◆ TASK ITEM: Copy out the whole listing below exactly.

◆ DATA SHOWN:
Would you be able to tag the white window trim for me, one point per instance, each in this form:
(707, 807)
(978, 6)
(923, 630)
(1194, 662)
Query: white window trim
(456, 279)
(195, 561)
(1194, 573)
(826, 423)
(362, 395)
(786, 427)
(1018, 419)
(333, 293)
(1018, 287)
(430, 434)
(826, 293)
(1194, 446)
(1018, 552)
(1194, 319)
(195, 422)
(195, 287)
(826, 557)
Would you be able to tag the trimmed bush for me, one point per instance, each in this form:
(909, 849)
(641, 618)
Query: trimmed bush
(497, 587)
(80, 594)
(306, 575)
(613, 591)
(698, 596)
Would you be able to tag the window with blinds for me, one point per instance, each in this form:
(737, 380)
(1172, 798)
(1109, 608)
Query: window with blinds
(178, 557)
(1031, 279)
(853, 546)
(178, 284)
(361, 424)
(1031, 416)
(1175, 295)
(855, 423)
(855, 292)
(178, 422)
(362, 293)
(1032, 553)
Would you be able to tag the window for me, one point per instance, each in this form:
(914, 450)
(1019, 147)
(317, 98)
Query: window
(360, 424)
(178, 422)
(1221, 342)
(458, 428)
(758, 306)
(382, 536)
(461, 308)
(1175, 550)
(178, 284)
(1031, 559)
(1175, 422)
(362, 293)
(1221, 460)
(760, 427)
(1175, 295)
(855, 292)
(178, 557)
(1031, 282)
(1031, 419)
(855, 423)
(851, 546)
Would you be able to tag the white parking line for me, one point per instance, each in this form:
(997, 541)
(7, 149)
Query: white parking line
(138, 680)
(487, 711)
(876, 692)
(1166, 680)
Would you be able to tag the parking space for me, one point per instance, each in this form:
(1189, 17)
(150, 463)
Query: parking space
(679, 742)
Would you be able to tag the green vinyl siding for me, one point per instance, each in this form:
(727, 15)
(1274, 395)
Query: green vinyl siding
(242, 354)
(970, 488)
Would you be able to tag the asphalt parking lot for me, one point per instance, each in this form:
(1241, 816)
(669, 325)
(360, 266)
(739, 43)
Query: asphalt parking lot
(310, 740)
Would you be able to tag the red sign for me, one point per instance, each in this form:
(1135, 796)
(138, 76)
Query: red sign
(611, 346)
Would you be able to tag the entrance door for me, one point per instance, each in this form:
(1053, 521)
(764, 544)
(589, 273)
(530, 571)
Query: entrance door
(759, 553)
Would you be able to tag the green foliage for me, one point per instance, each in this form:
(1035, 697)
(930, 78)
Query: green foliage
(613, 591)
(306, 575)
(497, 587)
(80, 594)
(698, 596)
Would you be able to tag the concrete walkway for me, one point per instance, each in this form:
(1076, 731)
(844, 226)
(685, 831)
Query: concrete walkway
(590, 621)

◆ RESPONSE TO THE TASK:
Would you be able to tag the white window trim for me, one point per instance, each in this form:
(707, 807)
(978, 6)
(923, 630)
(1194, 662)
Query: white window trim
(456, 279)
(195, 561)
(1194, 573)
(826, 423)
(362, 395)
(786, 427)
(1018, 419)
(333, 293)
(1018, 287)
(430, 434)
(826, 293)
(1194, 446)
(1018, 552)
(1194, 319)
(195, 422)
(195, 287)
(826, 557)
Would you be able to tag the trimmed bush for me, one point per instance, each in this form:
(909, 849)
(641, 618)
Query: trimmed bush
(497, 587)
(80, 594)
(306, 575)
(613, 591)
(698, 596)
Would you be able to tag the window with blinds for me, one point per instance, each in this form:
(737, 380)
(1172, 798)
(1109, 608)
Query: window with blinds
(178, 557)
(1031, 279)
(853, 546)
(178, 284)
(361, 424)
(1031, 416)
(1175, 295)
(855, 423)
(855, 292)
(178, 422)
(362, 293)
(1032, 553)
Would you be able to tag the window for me, one point per instance, each in this form:
(914, 450)
(1019, 147)
(317, 98)
Query: window
(360, 424)
(178, 422)
(1221, 342)
(458, 428)
(758, 306)
(382, 536)
(461, 308)
(1175, 550)
(178, 284)
(1031, 559)
(1175, 422)
(362, 293)
(1221, 460)
(760, 427)
(1175, 295)
(855, 292)
(178, 557)
(1031, 282)
(1031, 419)
(855, 423)
(851, 546)
Would you be able to tag the white parking line for me, one point per instance, each in this form:
(997, 541)
(7, 149)
Query: white parking line
(138, 680)
(487, 711)
(876, 692)
(1166, 680)
Would you be able to tag the parking space for me, one point per instance, each in this form:
(1189, 17)
(150, 463)
Query: parking space
(679, 742)
Would you be able to tag the green vinyl siding for me, one point per instance, each in this form:
(727, 15)
(1274, 395)
Query: green vinyl siding
(242, 354)
(970, 488)
Would you be able to tag the asphalt parking lot for me, one point per instance, each in this form:
(1241, 816)
(669, 325)
(360, 266)
(739, 43)
Query: asphalt parking lot
(310, 740)
Would you be able to tag the red sign for me, one point per instance, each in this form:
(1135, 796)
(138, 76)
Query: red sign
(611, 346)
Would you be able to tag the entrance door for me, one point per instance, each in this form:
(1053, 521)
(764, 544)
(589, 273)
(530, 571)
Query: entrance door
(759, 553)
Would you be able to tag the green foliage for me, one point per instance, each in this form:
(1035, 697)
(930, 78)
Query: green foliage
(613, 591)
(306, 575)
(497, 587)
(80, 594)
(698, 596)
Would you be able to tag the concrete walkway for me, one point per instance, each in this form:
(1076, 731)
(844, 226)
(685, 831)
Query: concrete walkway
(590, 621)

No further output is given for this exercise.